Reproduce the lines of the listing below without changes, from the line with "Find the smile;" to the line with "pixel 140 152", both included.
-------- INFORMATION SHOWN
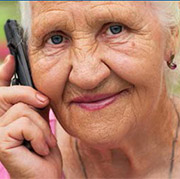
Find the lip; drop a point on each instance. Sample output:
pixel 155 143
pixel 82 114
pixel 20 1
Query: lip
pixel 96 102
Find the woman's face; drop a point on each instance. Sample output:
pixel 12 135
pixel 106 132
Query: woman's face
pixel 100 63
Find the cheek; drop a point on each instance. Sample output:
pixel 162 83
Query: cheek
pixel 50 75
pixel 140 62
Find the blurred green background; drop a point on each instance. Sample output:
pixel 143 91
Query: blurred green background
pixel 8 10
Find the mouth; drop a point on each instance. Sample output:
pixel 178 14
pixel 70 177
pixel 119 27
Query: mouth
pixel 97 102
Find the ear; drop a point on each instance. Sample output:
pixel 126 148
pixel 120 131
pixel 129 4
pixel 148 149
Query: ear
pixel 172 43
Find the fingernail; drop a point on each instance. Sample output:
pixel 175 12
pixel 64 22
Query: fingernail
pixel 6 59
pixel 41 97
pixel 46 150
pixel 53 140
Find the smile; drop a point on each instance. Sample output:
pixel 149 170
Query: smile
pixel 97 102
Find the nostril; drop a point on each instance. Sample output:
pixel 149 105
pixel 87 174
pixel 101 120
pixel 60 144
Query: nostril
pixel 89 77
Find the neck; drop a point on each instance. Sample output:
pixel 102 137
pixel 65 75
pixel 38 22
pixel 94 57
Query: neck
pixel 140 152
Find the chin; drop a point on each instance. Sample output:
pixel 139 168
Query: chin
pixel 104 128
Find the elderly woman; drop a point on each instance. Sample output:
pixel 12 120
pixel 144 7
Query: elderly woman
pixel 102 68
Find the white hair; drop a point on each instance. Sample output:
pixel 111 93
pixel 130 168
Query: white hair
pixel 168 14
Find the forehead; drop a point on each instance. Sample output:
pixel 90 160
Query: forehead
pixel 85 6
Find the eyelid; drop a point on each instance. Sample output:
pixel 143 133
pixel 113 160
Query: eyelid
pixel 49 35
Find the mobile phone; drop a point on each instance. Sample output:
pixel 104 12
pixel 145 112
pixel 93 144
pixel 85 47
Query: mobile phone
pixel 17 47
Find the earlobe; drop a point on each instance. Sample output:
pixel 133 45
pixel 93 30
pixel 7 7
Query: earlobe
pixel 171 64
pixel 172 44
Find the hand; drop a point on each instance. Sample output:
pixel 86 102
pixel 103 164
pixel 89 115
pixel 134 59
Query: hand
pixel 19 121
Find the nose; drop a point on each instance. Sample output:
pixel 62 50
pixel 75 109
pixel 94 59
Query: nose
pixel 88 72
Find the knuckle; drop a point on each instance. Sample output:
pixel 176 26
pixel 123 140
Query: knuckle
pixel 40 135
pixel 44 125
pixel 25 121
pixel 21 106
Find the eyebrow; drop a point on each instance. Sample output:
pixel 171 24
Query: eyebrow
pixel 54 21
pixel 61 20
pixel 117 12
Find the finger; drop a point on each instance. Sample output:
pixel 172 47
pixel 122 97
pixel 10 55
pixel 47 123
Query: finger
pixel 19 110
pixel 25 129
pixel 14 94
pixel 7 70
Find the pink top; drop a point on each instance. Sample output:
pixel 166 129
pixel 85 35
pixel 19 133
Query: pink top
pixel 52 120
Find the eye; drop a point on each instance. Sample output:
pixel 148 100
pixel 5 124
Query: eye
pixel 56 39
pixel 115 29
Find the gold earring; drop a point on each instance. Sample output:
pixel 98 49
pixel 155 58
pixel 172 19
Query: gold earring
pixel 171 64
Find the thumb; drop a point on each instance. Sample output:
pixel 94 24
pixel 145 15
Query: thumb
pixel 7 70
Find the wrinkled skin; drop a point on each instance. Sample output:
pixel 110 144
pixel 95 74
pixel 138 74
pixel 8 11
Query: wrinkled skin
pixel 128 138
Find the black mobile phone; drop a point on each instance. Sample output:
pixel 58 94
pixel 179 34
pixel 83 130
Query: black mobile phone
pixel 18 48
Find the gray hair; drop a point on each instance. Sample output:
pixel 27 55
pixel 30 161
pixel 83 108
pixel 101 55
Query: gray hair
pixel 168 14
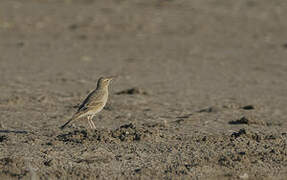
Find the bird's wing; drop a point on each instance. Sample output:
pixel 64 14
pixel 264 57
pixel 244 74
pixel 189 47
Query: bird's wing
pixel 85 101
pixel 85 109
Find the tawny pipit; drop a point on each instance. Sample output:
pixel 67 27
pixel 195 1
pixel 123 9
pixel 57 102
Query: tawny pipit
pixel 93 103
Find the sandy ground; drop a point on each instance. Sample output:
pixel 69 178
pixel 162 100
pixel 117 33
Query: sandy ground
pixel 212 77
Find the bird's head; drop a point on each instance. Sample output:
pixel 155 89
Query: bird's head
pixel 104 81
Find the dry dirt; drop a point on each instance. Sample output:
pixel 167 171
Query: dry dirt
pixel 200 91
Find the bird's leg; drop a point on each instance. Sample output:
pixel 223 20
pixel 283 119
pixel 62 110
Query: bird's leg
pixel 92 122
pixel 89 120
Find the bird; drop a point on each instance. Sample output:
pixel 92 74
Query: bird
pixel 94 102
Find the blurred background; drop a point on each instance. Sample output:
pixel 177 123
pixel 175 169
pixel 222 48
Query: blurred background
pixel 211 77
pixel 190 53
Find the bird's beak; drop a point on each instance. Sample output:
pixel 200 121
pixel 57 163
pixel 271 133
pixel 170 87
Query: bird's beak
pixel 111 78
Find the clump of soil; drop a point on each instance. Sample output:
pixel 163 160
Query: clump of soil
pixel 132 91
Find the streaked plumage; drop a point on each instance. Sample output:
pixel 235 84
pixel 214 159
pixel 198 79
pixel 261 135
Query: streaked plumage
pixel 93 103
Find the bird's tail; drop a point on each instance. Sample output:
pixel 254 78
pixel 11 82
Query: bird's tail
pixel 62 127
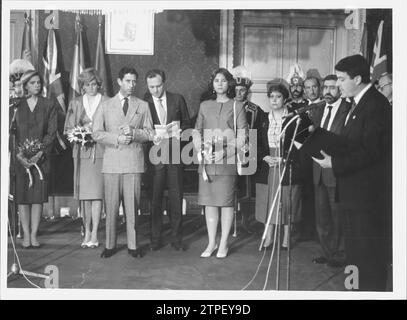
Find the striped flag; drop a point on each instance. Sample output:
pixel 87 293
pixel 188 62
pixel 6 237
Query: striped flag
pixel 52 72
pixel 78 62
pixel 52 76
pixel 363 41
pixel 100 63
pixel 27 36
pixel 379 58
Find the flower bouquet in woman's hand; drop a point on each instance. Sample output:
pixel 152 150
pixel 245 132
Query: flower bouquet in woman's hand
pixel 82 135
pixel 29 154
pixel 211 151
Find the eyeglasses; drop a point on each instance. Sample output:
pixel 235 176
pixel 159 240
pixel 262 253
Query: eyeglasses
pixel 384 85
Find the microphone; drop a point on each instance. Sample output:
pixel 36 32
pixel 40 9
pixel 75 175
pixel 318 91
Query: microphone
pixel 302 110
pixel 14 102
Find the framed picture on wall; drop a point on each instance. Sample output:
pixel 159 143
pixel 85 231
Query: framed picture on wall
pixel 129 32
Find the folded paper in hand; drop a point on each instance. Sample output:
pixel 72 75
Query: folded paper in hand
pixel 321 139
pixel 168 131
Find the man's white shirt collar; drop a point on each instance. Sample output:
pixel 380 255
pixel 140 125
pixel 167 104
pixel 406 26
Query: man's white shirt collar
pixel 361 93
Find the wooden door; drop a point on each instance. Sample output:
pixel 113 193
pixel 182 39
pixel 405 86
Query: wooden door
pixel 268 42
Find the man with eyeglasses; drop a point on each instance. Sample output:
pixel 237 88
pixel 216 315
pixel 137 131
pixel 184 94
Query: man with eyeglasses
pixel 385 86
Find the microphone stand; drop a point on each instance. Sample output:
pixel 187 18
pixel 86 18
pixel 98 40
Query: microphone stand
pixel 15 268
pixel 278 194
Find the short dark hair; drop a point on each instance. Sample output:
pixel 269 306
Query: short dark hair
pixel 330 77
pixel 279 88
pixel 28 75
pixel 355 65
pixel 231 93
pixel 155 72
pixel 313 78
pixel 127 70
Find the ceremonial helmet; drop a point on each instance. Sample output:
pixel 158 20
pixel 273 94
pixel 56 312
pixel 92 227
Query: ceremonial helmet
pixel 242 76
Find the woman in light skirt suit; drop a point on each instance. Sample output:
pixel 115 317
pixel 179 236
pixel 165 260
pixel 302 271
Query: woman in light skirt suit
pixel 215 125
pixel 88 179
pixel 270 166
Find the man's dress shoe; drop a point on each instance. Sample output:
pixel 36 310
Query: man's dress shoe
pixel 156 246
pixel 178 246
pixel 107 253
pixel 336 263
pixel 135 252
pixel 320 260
----------------
CORRECT RESPONSE –
Find the smile; drop a point on each instance. Sample output:
pixel 149 170
Query: smile
pixel 97 102
Find the nostril; drop a point on each instance. Sample output:
pixel 149 105
pixel 87 174
pixel 101 120
pixel 60 144
Query: nostril
pixel 89 77
Find the neck; drop a point on each instance. Sample output:
pixel 102 137
pixel 65 75
pixel 38 22
pixel 94 57
Query: neck
pixel 140 152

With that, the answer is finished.